Your goal: Copy the material word for word, from its start through the line containing "top-left (123, 0), bottom-right (512, 512)", including both ends. Leave the pictures out of your answer.

#### Data for the task ####

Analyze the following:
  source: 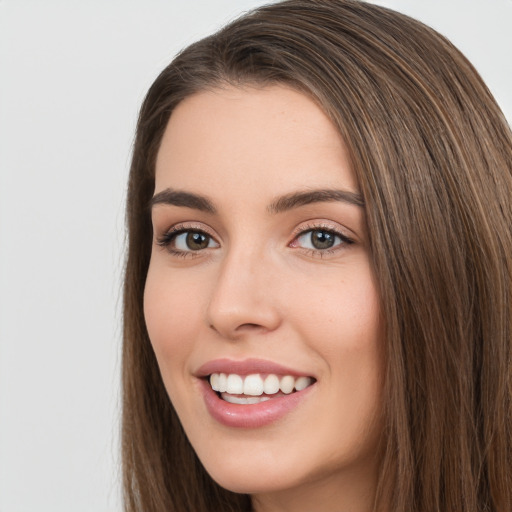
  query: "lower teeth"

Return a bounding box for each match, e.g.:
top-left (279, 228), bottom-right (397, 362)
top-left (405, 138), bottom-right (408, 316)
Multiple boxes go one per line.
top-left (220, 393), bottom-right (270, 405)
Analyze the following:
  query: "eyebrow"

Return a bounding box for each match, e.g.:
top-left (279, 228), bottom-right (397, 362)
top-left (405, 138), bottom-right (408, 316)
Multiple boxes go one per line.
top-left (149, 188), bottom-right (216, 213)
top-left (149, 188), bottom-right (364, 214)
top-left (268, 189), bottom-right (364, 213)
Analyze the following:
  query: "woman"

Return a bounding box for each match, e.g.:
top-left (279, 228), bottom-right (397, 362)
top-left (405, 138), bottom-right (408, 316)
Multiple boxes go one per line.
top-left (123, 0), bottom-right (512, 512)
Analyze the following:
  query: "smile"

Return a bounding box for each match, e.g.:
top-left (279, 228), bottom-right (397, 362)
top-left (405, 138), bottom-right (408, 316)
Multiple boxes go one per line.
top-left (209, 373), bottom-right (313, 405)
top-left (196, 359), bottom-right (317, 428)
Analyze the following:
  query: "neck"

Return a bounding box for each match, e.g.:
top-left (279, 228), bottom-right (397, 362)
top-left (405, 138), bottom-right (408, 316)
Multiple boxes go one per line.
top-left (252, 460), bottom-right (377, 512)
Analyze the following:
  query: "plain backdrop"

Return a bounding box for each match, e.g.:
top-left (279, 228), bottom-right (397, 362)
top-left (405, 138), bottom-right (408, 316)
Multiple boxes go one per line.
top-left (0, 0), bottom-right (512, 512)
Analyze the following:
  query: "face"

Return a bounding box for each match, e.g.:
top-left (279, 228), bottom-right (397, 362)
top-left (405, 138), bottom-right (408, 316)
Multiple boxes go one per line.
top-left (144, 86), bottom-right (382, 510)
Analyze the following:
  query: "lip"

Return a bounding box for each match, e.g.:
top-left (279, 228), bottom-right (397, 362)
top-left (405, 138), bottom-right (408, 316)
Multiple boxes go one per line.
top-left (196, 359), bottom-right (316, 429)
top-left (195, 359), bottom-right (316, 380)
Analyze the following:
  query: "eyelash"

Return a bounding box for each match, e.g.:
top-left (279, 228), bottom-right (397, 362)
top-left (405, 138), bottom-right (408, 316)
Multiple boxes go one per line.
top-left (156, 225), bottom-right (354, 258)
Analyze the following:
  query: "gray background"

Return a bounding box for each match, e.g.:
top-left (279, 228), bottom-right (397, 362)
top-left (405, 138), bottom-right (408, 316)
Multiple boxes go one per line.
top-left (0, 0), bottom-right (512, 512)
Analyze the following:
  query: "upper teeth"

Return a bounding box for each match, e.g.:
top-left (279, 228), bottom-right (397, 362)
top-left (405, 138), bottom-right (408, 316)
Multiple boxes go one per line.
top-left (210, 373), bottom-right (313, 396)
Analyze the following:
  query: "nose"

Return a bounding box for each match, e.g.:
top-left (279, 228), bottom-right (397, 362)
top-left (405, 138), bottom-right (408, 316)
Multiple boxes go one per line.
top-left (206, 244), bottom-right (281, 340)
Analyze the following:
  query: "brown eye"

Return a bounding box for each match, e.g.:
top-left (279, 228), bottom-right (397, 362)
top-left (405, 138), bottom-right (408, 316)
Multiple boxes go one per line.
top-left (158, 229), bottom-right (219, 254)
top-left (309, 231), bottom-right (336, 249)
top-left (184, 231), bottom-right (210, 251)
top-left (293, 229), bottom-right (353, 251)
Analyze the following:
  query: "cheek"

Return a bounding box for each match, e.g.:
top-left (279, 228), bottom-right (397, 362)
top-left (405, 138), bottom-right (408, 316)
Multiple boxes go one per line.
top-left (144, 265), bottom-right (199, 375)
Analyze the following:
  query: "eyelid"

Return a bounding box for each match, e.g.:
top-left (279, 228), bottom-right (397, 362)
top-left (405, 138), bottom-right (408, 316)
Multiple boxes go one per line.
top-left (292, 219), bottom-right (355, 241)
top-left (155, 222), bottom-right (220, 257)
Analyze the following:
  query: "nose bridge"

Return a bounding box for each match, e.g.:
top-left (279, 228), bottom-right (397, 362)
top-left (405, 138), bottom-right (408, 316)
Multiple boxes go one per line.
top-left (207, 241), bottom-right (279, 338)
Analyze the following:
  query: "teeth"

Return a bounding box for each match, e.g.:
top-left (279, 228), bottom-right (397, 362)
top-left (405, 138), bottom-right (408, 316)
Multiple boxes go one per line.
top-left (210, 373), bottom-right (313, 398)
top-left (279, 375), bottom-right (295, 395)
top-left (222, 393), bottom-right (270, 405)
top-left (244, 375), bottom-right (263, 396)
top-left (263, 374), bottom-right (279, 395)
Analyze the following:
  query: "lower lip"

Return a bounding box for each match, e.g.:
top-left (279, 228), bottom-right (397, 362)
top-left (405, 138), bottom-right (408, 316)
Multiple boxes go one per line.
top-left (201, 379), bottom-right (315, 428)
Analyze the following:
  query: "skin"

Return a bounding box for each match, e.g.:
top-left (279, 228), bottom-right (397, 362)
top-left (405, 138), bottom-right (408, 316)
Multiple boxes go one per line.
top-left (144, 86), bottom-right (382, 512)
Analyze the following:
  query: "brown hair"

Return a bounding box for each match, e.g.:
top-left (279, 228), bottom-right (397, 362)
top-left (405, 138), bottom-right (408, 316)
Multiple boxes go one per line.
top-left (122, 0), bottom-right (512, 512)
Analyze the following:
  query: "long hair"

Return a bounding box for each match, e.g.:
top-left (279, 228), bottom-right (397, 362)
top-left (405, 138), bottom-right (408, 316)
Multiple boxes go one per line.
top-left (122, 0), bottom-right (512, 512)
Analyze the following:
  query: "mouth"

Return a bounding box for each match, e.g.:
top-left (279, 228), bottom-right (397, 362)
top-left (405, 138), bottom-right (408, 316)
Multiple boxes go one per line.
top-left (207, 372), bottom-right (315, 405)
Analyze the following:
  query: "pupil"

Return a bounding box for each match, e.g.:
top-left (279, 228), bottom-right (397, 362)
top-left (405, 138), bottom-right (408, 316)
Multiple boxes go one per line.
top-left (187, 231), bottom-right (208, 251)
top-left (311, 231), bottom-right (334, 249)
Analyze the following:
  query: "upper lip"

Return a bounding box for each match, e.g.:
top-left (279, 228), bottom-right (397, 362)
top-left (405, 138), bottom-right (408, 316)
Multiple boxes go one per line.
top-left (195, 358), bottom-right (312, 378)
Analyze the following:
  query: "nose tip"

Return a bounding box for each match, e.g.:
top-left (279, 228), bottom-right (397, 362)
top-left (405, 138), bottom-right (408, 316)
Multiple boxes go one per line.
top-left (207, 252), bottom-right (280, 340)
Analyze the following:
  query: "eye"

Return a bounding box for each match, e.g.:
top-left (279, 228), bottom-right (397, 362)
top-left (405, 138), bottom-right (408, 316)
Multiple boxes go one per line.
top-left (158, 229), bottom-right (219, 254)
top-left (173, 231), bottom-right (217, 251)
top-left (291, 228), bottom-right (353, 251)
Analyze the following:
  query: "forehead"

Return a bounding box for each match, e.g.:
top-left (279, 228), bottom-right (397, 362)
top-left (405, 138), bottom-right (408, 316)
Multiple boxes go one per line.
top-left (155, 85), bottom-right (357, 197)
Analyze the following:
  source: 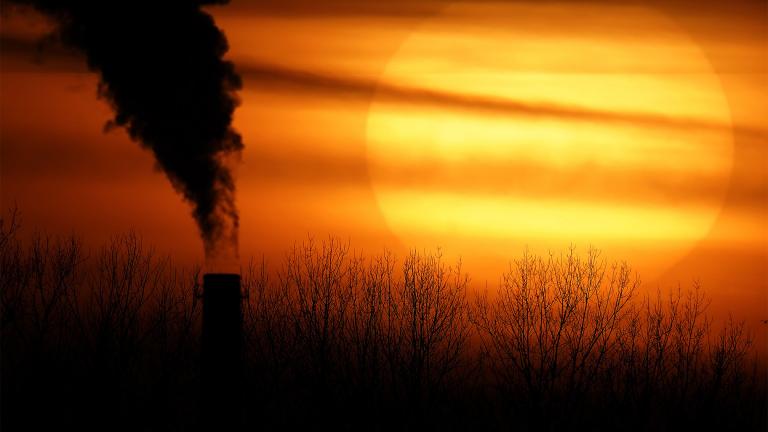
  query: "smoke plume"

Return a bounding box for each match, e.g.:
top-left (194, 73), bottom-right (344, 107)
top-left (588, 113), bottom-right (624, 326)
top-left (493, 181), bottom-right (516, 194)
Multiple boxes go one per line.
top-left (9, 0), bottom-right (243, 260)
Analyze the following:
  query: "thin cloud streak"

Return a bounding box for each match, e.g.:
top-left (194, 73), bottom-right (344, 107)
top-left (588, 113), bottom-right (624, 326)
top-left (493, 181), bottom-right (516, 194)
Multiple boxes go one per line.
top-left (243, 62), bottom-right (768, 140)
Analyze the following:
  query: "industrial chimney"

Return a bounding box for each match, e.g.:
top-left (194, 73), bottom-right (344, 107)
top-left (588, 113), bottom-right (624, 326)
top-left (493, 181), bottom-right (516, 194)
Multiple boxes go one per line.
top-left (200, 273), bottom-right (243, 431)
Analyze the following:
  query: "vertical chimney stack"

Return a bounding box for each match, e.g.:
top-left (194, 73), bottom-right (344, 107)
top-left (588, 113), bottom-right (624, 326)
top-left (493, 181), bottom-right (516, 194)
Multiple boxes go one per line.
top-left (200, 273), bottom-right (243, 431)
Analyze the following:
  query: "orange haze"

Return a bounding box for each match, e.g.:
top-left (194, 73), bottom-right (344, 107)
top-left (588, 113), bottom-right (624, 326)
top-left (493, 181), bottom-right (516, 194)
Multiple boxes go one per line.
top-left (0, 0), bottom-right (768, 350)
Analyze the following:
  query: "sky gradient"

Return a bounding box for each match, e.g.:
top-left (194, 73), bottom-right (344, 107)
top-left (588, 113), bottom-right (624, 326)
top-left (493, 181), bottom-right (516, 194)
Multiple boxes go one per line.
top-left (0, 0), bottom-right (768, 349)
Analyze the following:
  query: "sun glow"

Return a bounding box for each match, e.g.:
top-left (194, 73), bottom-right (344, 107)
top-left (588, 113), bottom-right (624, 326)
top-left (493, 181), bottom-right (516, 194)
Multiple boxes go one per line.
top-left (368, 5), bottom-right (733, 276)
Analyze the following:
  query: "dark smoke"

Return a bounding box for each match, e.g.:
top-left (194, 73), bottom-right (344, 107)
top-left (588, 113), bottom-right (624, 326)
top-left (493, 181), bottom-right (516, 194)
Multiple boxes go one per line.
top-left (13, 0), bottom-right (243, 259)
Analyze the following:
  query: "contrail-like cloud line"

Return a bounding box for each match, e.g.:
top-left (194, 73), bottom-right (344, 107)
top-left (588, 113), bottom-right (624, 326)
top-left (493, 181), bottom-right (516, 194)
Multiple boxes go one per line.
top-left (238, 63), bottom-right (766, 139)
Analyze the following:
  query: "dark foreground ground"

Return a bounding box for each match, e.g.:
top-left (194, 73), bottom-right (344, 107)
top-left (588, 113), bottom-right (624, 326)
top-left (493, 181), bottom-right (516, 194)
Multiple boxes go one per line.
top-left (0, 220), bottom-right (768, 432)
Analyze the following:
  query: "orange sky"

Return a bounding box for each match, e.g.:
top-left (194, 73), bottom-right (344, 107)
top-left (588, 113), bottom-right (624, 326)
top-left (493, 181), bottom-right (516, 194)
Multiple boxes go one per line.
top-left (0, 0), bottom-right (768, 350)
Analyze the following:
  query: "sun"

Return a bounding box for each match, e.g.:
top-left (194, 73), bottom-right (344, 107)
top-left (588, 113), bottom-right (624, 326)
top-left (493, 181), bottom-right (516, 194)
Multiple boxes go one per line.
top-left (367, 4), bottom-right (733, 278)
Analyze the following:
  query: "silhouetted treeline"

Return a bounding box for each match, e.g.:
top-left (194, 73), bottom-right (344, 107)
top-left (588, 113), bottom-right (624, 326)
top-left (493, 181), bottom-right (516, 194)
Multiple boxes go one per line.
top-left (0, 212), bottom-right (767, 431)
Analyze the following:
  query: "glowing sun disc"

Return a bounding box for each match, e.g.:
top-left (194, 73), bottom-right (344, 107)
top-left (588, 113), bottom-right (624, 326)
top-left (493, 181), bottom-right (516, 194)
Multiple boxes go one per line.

####

Solution:
Analyze the following:
  source: 
  query: "lower teeth"

Return a bounding box for each match, e.g.:
top-left (279, 228), bottom-right (397, 362)
top-left (405, 138), bottom-right (408, 316)
Multiple boxes go one per line.
top-left (220, 393), bottom-right (270, 405)
Analyze the following:
  query: "eyebrow"

Return a bounding box for each match, e.g.:
top-left (279, 228), bottom-right (397, 362)
top-left (405, 138), bottom-right (408, 316)
Multiple boxes go one per line.
top-left (149, 188), bottom-right (216, 213)
top-left (149, 188), bottom-right (364, 214)
top-left (268, 189), bottom-right (364, 213)
Analyze the following:
  query: "woman"

Return a bounding box for each match, e.g.:
top-left (279, 228), bottom-right (397, 362)
top-left (405, 138), bottom-right (408, 316)
Multiple boxes go one per line.
top-left (123, 0), bottom-right (512, 512)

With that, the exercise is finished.